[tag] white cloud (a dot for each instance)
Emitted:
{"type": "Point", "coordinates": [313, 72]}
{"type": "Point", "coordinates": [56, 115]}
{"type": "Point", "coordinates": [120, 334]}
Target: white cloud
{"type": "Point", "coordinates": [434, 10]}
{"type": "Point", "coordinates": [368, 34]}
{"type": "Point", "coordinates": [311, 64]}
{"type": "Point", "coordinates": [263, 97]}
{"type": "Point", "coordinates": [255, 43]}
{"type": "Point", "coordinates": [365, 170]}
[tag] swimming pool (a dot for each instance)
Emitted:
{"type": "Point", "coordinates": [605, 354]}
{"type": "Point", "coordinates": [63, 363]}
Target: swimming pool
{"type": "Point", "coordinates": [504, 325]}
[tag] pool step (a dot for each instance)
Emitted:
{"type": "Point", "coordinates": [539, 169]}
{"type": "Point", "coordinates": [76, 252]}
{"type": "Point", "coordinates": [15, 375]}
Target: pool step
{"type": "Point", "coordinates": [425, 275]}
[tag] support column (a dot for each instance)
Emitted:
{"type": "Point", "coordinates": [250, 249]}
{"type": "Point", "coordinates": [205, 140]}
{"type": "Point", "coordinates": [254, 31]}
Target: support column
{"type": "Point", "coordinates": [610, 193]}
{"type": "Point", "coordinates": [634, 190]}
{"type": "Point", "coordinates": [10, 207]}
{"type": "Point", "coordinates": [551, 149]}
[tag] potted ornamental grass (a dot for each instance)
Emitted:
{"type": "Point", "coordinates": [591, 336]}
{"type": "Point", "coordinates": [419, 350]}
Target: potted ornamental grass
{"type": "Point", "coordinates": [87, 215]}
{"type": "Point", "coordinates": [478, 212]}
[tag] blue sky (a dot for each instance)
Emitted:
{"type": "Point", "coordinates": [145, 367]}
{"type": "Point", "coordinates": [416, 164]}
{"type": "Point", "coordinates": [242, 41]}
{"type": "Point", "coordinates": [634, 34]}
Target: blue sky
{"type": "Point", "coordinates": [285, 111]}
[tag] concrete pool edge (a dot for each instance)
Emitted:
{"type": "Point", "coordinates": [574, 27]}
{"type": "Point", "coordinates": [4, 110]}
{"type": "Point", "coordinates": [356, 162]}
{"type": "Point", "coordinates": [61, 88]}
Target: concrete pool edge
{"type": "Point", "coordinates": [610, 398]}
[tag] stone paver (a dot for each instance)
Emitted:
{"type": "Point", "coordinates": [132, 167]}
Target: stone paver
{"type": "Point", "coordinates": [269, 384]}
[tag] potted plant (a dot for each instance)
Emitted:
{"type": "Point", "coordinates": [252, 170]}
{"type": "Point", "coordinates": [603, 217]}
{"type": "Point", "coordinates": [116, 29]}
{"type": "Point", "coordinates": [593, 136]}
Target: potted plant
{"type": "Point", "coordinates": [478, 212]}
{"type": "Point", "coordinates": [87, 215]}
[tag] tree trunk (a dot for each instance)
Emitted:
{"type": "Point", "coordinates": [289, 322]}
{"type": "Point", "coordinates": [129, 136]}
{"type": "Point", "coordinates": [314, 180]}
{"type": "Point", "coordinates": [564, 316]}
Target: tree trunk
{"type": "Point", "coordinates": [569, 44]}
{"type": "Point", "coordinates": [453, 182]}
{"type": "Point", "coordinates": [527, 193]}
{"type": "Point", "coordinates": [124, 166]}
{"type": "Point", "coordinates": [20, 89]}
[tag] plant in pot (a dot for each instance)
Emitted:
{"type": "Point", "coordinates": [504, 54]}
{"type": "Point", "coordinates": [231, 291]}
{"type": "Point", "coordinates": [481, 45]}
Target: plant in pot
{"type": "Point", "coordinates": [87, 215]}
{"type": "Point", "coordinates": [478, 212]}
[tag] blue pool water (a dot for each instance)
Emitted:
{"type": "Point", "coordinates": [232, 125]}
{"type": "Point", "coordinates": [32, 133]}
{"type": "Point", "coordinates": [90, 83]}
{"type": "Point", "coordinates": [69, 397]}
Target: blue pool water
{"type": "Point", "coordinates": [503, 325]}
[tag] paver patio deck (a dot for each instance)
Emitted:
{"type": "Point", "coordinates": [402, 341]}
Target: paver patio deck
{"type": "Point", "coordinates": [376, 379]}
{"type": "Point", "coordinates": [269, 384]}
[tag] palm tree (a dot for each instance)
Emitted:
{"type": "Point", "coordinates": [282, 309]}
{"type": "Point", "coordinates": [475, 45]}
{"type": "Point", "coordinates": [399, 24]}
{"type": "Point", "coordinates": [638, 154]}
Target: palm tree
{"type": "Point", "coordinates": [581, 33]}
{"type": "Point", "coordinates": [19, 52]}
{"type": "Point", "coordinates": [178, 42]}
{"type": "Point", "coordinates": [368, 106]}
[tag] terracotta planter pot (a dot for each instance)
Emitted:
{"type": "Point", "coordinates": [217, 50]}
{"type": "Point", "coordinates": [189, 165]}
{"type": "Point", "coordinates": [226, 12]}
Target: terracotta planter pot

——————

■ What is being asked ■
Please lay out every line of the records above as a Markdown table with the columns Row and Line, numbering each line in order and leaving out any blank lines.

■ Complete answer ■
| Row | Line |
|---|---|
| 1 | [tag] white cloud (a dot for each instance) |
| 2 | Emitted: |
| 3 | {"type": "Point", "coordinates": [313, 72]} |
| 4 | {"type": "Point", "coordinates": [56, 115]} |
| 5 | {"type": "Point", "coordinates": [120, 334]} |
| 6 | Target: white cloud |
| 7 | {"type": "Point", "coordinates": [434, 10]} |
| 8 | {"type": "Point", "coordinates": [368, 34]} |
| 9 | {"type": "Point", "coordinates": [311, 64]} |
| 10 | {"type": "Point", "coordinates": [263, 97]} |
| 11 | {"type": "Point", "coordinates": [255, 43]} |
| 12 | {"type": "Point", "coordinates": [365, 170]} |
| 13 | [tag] swimming pool (a dot for each instance) |
| 14 | Emitted: |
| 15 | {"type": "Point", "coordinates": [605, 354]} |
| 16 | {"type": "Point", "coordinates": [63, 363]} |
| 17 | Target: swimming pool |
| 18 | {"type": "Point", "coordinates": [504, 325]} |
| 19 | [tag] pool step (a dot for each instance) |
| 20 | Emitted: |
| 21 | {"type": "Point", "coordinates": [539, 169]} |
| 22 | {"type": "Point", "coordinates": [76, 252]} |
| 23 | {"type": "Point", "coordinates": [15, 375]} |
| 24 | Target: pool step |
| 25 | {"type": "Point", "coordinates": [425, 275]} |
| 26 | [tag] support column (a dot for each instance) |
| 27 | Emitted: |
| 28 | {"type": "Point", "coordinates": [250, 249]} |
| 29 | {"type": "Point", "coordinates": [205, 140]} |
| 30 | {"type": "Point", "coordinates": [254, 31]} |
| 31 | Target: support column |
| 32 | {"type": "Point", "coordinates": [610, 193]} |
| 33 | {"type": "Point", "coordinates": [634, 190]} |
| 34 | {"type": "Point", "coordinates": [10, 207]} |
| 35 | {"type": "Point", "coordinates": [551, 149]} |
| 36 | [tag] potted ornamental grass (a dot for each instance) |
| 37 | Emitted: |
| 38 | {"type": "Point", "coordinates": [591, 336]} |
| 39 | {"type": "Point", "coordinates": [419, 350]} |
| 40 | Target: potted ornamental grass |
| 41 | {"type": "Point", "coordinates": [87, 215]} |
| 42 | {"type": "Point", "coordinates": [478, 212]} |
| 43 | [tag] blue sky (a dot for each instance) |
| 44 | Emitted: |
| 45 | {"type": "Point", "coordinates": [145, 367]} |
| 46 | {"type": "Point", "coordinates": [416, 164]} |
| 47 | {"type": "Point", "coordinates": [242, 41]} |
| 48 | {"type": "Point", "coordinates": [634, 34]} |
| 49 | Target: blue sky |
| 50 | {"type": "Point", "coordinates": [285, 111]} |
| 51 | [tag] concrete pool edge (a dot for each instance) |
| 52 | Emitted: |
| 53 | {"type": "Point", "coordinates": [574, 27]} |
| 54 | {"type": "Point", "coordinates": [4, 110]} |
| 55 | {"type": "Point", "coordinates": [356, 162]} |
| 56 | {"type": "Point", "coordinates": [61, 88]} |
| 57 | Target: concrete pool edge |
| 58 | {"type": "Point", "coordinates": [610, 398]} |
| 59 | [tag] stone paver (a dot for each instance) |
| 60 | Emitted: |
| 61 | {"type": "Point", "coordinates": [132, 167]} |
| 62 | Target: stone paver |
| 63 | {"type": "Point", "coordinates": [269, 384]} |
| 64 | [tag] potted plant (a dot for each instance) |
| 65 | Emitted: |
| 66 | {"type": "Point", "coordinates": [252, 170]} |
| 67 | {"type": "Point", "coordinates": [603, 217]} |
| 68 | {"type": "Point", "coordinates": [116, 29]} |
| 69 | {"type": "Point", "coordinates": [593, 136]} |
| 70 | Target: potted plant |
| 71 | {"type": "Point", "coordinates": [478, 212]} |
| 72 | {"type": "Point", "coordinates": [87, 215]} |
| 73 | [tag] tree trunk (a dot for each instance) |
| 74 | Emitted: |
| 75 | {"type": "Point", "coordinates": [289, 322]} |
| 76 | {"type": "Point", "coordinates": [129, 136]} |
| 77 | {"type": "Point", "coordinates": [314, 180]} |
| 78 | {"type": "Point", "coordinates": [564, 316]} |
| 79 | Target: tree trunk |
| 80 | {"type": "Point", "coordinates": [569, 44]} |
| 81 | {"type": "Point", "coordinates": [453, 182]} |
| 82 | {"type": "Point", "coordinates": [527, 193]} |
| 83 | {"type": "Point", "coordinates": [124, 166]} |
| 84 | {"type": "Point", "coordinates": [20, 89]} |
| 85 | [tag] plant in pot (a dot for each instance) |
| 86 | Emitted: |
| 87 | {"type": "Point", "coordinates": [504, 54]} |
| 88 | {"type": "Point", "coordinates": [231, 291]} |
| 89 | {"type": "Point", "coordinates": [481, 45]} |
| 90 | Target: plant in pot |
| 91 | {"type": "Point", "coordinates": [87, 215]} |
| 92 | {"type": "Point", "coordinates": [478, 212]} |
| 93 | [tag] blue pool water (a dot for each instance) |
| 94 | Emitted: |
| 95 | {"type": "Point", "coordinates": [232, 125]} |
| 96 | {"type": "Point", "coordinates": [32, 133]} |
| 97 | {"type": "Point", "coordinates": [90, 83]} |
| 98 | {"type": "Point", "coordinates": [69, 397]} |
| 99 | Target: blue pool water |
| 100 | {"type": "Point", "coordinates": [503, 325]} |
| 101 | [tag] paver patio deck (a dot for each instance) |
| 102 | Emitted: |
| 103 | {"type": "Point", "coordinates": [402, 341]} |
| 104 | Target: paver patio deck |
| 105 | {"type": "Point", "coordinates": [376, 379]} |
| 106 | {"type": "Point", "coordinates": [269, 384]} |
| 107 | [tag] palm tree (a dot for each instance) |
| 108 | Emitted: |
| 109 | {"type": "Point", "coordinates": [282, 309]} |
| 110 | {"type": "Point", "coordinates": [475, 45]} |
| 111 | {"type": "Point", "coordinates": [399, 24]} |
| 112 | {"type": "Point", "coordinates": [638, 154]} |
| 113 | Target: palm tree |
| 114 | {"type": "Point", "coordinates": [581, 33]} |
| 115 | {"type": "Point", "coordinates": [19, 52]} |
| 116 | {"type": "Point", "coordinates": [178, 42]} |
| 117 | {"type": "Point", "coordinates": [368, 106]} |
| 118 | [tag] terracotta planter pot (a dot for each instance) |
| 119 | Emitted: |
| 120 | {"type": "Point", "coordinates": [217, 50]} |
| 121 | {"type": "Point", "coordinates": [189, 165]} |
| 122 | {"type": "Point", "coordinates": [226, 12]} |
| 123 | Target: terracotta planter pot |